* **Your goal**:
Find the line containing "Task: set a dot on every instance of the red sign" in the material below; copy that line and all following lines exactly.

* **Records for this task**:

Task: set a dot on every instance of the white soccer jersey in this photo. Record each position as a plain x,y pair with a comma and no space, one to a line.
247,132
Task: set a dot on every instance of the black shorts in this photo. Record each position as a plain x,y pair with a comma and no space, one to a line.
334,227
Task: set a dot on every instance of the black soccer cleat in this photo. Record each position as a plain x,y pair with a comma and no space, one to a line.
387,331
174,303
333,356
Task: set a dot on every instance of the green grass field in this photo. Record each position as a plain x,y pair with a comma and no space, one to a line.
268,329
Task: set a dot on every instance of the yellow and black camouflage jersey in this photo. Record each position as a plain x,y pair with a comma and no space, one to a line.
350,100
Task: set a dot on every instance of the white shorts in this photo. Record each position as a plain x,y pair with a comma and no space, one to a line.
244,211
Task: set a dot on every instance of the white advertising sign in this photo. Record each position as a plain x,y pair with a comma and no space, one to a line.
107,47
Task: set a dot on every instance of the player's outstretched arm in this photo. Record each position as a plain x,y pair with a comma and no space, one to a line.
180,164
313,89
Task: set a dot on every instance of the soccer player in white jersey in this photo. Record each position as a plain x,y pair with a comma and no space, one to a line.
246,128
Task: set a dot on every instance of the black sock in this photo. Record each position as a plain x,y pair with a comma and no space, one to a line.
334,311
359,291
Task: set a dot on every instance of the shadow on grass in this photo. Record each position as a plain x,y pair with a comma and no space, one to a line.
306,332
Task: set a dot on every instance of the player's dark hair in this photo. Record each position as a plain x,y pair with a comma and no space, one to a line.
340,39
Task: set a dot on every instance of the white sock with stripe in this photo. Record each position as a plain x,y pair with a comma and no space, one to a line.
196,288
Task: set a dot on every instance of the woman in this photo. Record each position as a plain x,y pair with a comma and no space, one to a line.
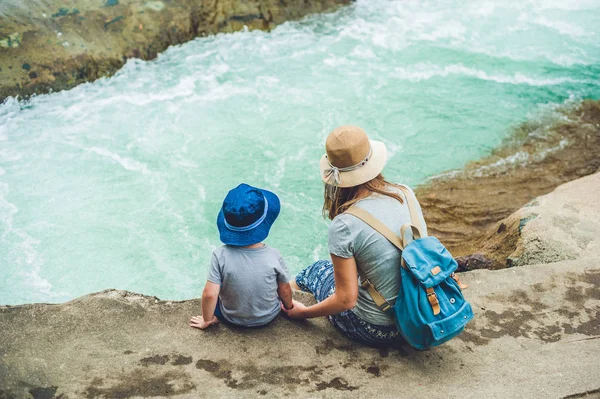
351,170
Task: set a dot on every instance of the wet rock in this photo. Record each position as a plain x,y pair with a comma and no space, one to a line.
60,40
11,41
530,323
473,262
466,209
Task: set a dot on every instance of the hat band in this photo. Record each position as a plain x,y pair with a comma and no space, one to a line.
333,173
253,225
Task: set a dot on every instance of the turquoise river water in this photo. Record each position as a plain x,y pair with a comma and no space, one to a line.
117,183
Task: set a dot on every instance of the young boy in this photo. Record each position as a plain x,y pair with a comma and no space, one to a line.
247,279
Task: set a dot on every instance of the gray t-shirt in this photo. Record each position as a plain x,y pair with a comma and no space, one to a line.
249,280
374,254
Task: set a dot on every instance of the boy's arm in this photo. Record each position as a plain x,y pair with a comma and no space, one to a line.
284,290
210,295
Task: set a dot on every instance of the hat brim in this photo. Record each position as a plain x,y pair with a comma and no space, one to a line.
257,234
363,174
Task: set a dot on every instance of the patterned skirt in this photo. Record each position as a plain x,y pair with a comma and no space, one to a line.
318,280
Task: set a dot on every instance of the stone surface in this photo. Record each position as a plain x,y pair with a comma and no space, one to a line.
558,226
464,207
536,333
50,45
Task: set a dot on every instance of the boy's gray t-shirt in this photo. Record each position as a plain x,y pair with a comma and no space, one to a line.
249,280
374,254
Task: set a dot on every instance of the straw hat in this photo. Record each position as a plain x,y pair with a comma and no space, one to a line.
351,158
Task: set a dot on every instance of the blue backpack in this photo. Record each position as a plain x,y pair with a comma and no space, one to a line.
430,308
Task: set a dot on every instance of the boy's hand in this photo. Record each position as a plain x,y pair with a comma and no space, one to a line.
198,322
296,311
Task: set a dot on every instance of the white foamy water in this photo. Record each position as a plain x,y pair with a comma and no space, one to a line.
117,183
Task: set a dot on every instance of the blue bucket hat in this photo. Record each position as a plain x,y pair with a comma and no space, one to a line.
247,215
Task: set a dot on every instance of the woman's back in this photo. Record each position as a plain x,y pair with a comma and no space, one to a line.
374,254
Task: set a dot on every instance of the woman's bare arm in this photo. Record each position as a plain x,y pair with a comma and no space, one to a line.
344,298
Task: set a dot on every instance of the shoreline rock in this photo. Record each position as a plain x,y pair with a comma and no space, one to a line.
53,45
465,208
531,324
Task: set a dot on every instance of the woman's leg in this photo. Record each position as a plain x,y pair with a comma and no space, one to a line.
318,279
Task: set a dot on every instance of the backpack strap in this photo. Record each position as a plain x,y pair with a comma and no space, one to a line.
376,225
414,208
366,217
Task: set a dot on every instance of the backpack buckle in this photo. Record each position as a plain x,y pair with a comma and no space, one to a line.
365,283
433,301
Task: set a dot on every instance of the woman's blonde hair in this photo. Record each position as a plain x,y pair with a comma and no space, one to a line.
339,199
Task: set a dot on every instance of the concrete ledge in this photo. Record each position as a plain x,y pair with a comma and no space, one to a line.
535,334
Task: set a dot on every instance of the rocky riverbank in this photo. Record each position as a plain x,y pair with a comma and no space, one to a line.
52,45
465,208
535,334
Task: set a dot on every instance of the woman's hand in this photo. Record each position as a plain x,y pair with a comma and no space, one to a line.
199,322
297,310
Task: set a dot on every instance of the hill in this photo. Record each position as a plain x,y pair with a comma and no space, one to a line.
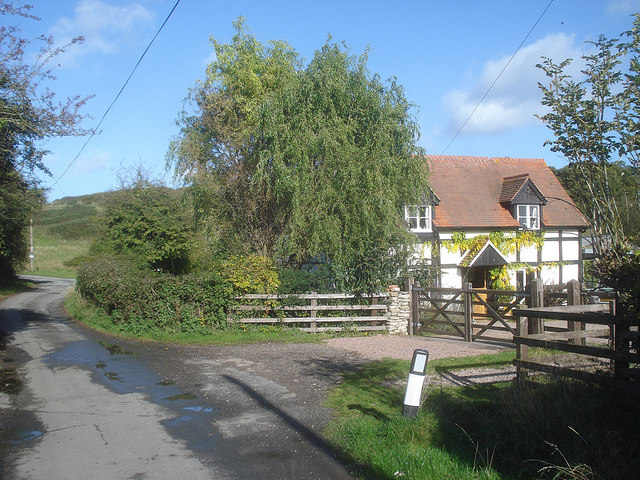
64,230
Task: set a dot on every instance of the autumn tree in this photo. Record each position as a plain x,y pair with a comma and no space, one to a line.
29,115
298,162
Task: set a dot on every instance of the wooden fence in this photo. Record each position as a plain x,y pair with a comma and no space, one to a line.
314,312
474,314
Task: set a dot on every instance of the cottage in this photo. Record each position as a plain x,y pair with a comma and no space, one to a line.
495,222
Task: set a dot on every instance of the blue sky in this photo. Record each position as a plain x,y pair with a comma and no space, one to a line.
445,53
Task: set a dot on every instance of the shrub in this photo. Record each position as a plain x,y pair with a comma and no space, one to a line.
142,300
251,274
304,281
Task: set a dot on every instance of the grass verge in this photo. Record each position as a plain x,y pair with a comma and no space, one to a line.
549,429
97,319
51,254
17,286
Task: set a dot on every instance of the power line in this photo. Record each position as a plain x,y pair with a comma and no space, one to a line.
93,132
498,77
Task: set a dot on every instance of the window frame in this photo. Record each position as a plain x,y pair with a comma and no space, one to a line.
427,217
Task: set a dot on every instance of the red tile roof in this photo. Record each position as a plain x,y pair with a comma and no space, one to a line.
512,185
470,190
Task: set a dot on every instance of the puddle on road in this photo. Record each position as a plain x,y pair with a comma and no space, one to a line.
113,376
27,436
187,416
9,381
114,349
182,396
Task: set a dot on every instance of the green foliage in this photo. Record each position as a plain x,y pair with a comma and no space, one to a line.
507,243
76,221
535,430
29,115
619,268
147,222
624,185
594,121
140,300
302,163
18,202
251,274
316,279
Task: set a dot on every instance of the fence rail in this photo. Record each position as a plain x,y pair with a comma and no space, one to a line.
314,312
622,351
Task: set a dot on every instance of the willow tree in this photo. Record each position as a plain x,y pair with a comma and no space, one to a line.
318,161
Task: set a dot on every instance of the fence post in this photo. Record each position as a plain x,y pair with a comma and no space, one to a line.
621,338
313,313
574,298
373,300
522,349
468,311
536,325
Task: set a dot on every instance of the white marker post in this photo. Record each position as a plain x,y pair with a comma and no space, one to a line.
413,394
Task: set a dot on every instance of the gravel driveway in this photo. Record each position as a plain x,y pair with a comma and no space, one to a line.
395,346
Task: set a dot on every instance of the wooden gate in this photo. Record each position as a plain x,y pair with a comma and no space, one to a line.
467,312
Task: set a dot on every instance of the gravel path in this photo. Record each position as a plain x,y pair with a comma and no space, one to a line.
401,347
378,347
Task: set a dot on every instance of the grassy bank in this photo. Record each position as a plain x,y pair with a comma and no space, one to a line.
64,230
16,287
94,318
549,429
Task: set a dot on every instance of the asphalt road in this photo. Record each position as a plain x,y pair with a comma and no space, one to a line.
75,404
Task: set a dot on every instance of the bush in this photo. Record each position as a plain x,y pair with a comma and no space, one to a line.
141,300
304,281
251,274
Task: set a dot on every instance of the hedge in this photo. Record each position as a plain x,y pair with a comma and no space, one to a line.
142,300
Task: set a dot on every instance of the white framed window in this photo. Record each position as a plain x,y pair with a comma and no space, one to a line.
528,216
418,217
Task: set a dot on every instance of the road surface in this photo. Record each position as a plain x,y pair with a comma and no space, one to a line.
76,404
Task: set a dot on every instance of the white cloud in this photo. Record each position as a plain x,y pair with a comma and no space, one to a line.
105,27
515,98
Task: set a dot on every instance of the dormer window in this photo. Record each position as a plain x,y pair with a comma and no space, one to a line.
524,200
418,217
528,216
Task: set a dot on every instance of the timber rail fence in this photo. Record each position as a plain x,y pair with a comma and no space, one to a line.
315,312
596,334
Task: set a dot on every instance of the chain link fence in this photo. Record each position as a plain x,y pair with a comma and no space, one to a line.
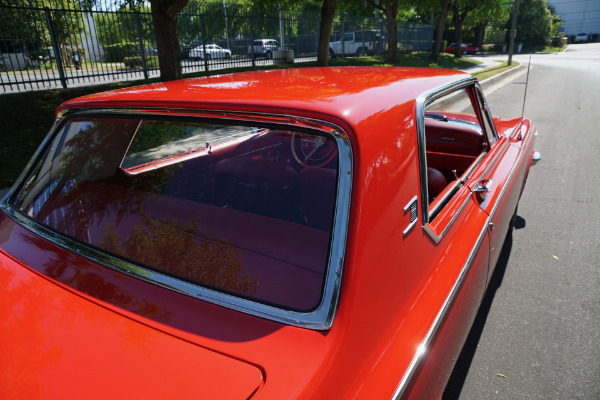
46,44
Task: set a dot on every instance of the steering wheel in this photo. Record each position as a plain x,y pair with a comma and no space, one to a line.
311,150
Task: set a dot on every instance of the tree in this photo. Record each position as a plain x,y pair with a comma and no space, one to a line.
437,45
327,14
534,22
164,17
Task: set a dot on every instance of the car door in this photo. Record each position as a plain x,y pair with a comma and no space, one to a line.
499,181
452,146
455,146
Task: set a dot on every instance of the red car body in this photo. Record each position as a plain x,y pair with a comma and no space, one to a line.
465,49
404,277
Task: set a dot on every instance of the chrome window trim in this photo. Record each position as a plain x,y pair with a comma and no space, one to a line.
435,326
485,108
319,319
422,102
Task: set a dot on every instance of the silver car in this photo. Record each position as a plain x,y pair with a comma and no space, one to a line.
211,51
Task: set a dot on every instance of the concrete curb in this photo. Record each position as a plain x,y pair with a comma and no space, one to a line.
497,78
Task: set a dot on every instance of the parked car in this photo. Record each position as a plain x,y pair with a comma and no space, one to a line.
301,233
360,43
465,49
263,48
211,50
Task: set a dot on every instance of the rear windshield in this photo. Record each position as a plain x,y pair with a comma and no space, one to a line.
245,210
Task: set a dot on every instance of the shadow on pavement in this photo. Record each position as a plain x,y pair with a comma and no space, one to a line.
461,368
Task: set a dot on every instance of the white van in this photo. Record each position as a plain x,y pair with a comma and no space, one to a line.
360,43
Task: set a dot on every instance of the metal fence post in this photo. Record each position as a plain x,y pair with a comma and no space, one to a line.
252,56
203,34
343,41
61,72
141,43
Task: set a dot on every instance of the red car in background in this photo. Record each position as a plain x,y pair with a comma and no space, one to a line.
316,233
465,49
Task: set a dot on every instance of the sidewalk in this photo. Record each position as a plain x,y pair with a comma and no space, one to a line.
487,61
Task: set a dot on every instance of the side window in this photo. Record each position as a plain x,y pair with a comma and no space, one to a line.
455,140
486,117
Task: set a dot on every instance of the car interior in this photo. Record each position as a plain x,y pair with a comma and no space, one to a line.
259,200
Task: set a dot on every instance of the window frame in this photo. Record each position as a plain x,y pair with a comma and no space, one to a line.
320,318
437,230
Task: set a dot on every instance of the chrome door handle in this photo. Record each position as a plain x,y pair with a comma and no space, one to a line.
483,188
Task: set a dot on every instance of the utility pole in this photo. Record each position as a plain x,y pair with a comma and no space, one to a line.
513,32
226,29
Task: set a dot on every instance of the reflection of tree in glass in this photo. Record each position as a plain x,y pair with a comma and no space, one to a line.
153,134
96,151
179,249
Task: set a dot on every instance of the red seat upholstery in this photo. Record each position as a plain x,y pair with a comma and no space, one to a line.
436,182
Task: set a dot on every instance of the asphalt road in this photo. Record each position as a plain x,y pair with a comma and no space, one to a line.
537,335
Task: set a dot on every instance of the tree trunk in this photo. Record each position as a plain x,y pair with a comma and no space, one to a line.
479,36
327,14
459,19
391,11
437,46
164,17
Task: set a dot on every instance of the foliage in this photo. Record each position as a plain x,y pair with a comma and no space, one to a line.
119,52
534,22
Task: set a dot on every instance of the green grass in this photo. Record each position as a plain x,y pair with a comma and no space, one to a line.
26,117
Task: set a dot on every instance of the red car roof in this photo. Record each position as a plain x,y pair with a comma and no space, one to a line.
350,93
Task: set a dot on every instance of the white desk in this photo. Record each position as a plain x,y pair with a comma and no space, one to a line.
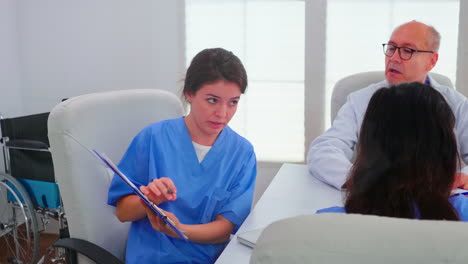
292,192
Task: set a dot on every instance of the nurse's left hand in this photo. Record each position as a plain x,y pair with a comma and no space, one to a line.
160,190
159,224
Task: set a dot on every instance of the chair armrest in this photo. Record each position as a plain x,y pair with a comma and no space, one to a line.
27,144
90,250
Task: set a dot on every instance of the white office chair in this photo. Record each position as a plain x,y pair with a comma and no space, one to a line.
107,122
361,80
360,239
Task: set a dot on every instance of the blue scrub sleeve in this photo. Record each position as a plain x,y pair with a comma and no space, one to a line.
134,165
460,203
237,207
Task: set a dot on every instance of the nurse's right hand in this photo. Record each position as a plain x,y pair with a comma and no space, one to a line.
160,190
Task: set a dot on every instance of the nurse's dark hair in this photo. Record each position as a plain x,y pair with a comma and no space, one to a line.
407,156
212,65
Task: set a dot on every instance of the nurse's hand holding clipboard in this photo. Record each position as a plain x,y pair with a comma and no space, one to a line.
160,190
159,224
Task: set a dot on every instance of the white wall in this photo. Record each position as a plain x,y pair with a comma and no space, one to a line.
10,95
68,48
462,62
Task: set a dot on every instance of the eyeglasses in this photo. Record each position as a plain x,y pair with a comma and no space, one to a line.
404,52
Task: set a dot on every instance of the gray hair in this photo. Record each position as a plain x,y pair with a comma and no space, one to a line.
434,38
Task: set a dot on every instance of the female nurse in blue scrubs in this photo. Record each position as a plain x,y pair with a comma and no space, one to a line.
196,168
407,158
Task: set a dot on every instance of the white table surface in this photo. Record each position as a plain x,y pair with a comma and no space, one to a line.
292,192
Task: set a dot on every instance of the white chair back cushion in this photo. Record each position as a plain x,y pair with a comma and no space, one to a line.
106,122
361,80
360,239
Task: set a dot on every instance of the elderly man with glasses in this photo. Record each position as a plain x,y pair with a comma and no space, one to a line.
410,54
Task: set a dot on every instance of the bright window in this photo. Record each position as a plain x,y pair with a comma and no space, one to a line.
268,36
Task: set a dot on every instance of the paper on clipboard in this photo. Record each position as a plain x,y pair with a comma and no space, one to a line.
137,191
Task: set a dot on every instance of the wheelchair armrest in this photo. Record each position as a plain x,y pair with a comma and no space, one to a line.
90,250
27,144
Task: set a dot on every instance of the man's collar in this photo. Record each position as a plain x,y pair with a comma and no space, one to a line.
427,81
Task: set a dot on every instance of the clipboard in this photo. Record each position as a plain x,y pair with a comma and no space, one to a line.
250,238
137,191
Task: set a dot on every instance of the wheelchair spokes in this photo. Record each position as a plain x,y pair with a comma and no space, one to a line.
19,238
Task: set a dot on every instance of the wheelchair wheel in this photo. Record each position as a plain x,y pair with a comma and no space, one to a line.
19,236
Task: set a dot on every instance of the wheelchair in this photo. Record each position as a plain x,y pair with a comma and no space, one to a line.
29,195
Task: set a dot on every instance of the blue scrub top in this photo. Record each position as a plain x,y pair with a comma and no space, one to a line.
459,202
222,184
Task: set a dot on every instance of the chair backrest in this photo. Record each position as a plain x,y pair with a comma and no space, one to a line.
107,122
360,239
361,80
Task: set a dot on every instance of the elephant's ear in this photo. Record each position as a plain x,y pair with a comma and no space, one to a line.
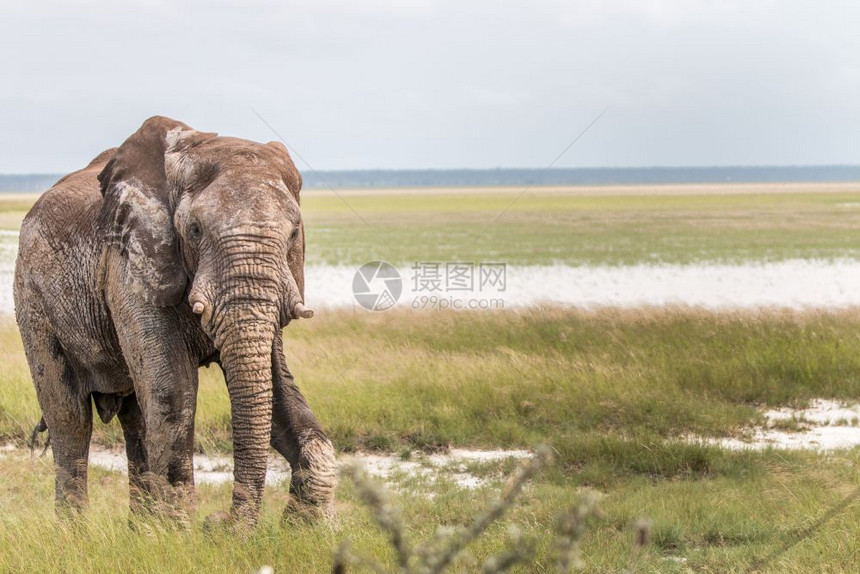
293,180
137,207
291,176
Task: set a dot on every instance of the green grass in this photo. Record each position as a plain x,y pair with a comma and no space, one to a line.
714,525
611,391
607,386
615,392
546,227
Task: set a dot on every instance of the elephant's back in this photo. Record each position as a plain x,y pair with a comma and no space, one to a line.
66,213
58,250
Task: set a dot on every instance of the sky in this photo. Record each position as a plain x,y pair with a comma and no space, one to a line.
419,84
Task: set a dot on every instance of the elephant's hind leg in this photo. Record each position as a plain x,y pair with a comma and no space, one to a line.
68,414
134,430
298,436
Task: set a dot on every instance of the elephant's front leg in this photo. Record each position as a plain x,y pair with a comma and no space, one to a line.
298,436
165,384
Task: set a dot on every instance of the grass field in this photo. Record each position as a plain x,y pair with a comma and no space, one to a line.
576,226
615,393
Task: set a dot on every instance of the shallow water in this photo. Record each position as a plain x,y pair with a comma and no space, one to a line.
794,283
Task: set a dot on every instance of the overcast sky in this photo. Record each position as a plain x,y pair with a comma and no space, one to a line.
432,84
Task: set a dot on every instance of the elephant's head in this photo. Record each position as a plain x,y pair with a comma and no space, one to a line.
214,223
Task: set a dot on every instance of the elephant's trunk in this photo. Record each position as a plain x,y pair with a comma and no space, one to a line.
246,357
244,321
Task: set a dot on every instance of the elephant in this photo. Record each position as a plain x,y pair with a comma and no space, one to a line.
175,250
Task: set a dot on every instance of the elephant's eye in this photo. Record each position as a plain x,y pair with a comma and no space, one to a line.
194,230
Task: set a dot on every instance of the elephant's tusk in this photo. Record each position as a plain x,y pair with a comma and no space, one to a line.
301,311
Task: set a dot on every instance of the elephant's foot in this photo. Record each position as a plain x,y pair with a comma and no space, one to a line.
314,481
160,500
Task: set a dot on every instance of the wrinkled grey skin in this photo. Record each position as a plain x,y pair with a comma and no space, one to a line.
175,250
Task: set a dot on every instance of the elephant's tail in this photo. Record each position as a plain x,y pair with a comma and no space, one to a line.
41,426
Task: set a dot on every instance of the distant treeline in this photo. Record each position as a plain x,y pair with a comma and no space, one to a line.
342,179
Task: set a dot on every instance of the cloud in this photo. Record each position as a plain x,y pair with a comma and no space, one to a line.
425,83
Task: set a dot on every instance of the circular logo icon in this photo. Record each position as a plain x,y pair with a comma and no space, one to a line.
377,286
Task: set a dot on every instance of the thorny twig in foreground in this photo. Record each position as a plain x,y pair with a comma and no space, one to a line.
440,553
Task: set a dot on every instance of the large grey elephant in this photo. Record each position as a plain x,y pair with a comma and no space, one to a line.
177,249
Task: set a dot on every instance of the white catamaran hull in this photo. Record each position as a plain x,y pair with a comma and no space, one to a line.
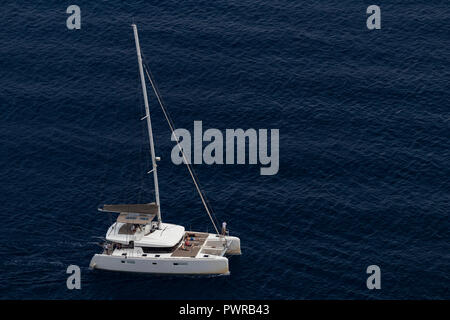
208,258
216,265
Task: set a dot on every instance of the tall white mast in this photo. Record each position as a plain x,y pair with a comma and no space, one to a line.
149,123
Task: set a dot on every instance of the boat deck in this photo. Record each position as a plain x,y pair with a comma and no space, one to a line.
195,245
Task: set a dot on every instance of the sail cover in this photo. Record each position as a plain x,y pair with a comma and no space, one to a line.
133,213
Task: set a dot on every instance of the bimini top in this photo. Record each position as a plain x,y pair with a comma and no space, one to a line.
133,213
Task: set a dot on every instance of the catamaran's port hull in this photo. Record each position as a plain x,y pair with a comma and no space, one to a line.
214,265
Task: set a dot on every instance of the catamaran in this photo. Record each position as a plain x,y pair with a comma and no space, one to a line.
137,242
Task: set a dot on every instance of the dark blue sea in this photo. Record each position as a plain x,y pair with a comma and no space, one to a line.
364,120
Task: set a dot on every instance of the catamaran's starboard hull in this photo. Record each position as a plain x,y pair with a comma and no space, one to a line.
215,265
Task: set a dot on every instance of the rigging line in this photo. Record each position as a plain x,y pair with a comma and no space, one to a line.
182,152
169,119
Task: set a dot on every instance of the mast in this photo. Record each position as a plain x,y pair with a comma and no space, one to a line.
149,123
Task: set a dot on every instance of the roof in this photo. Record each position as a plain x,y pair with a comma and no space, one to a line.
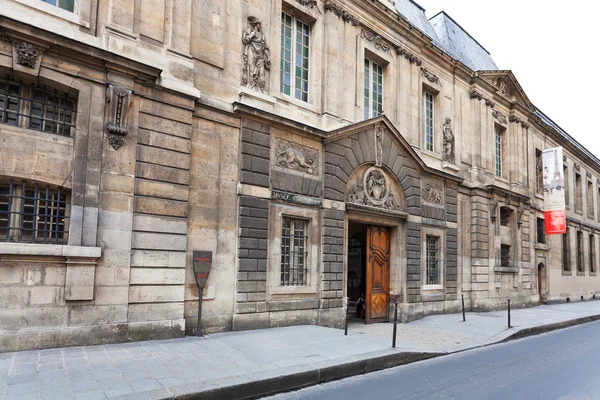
460,45
545,119
415,15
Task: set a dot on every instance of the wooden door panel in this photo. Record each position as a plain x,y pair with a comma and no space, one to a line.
378,273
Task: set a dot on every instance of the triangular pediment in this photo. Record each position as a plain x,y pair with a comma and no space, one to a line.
392,143
507,86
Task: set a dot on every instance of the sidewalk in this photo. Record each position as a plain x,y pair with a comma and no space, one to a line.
252,363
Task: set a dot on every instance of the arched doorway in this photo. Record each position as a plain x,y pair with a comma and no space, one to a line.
542,282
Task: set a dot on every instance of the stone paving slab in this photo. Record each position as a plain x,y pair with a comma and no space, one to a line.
240,364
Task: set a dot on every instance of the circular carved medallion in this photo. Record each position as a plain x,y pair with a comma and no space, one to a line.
375,186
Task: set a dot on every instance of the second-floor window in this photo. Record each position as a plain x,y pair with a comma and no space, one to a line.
373,95
295,36
499,144
428,118
33,213
36,107
68,5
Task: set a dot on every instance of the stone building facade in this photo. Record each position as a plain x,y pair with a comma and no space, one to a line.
321,150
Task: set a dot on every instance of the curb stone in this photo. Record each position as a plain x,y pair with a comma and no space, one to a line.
315,374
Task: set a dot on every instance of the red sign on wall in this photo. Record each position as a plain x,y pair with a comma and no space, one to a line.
555,221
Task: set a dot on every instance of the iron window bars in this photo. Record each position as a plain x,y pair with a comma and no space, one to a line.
294,252
433,271
33,213
36,107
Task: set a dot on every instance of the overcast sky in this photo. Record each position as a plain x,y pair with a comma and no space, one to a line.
550,46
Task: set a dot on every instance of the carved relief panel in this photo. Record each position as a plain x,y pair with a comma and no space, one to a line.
292,156
432,193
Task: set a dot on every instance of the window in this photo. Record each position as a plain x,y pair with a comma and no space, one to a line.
432,260
592,242
428,119
580,251
36,107
566,261
294,57
578,192
504,255
499,144
294,252
590,199
539,172
373,89
504,216
68,5
566,178
33,213
541,237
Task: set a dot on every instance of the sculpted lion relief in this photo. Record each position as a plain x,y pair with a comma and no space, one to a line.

* **Response to the exercise**:
Task: set a dot on every instance of the red sign on wall in this photo. Record each position as a plain x,y pair with a comma and no space, one to a line.
555,221
Task: set a dot on every instance of the iron window bars in this photo. Record each position as a plain x,y pair with a comma and no space, one to a line.
294,252
433,271
33,213
36,107
Task: set a dot on every instance of the overcast sky in this photo. Record each position as a plain x,y pair with a comma and no space, one to a line.
550,46
Task: set a dot on every instance of the carved relief panel in this photo. Record each position as a plain x,y pair with a comma and no space, one to a line.
292,156
432,193
Task: set a dot on every instance of the window in this photo. Record each position as a plain x,y pair with a comma and no space, one to a line.
432,260
592,242
428,119
580,251
36,107
566,261
294,57
578,192
504,255
499,144
294,252
590,199
539,172
373,89
504,216
68,5
566,178
33,213
541,237
Task: set a dot on every instance of the sculpted lion relief in this photo. Record each position as a plain x,y pair with a comma and no space, one to a line.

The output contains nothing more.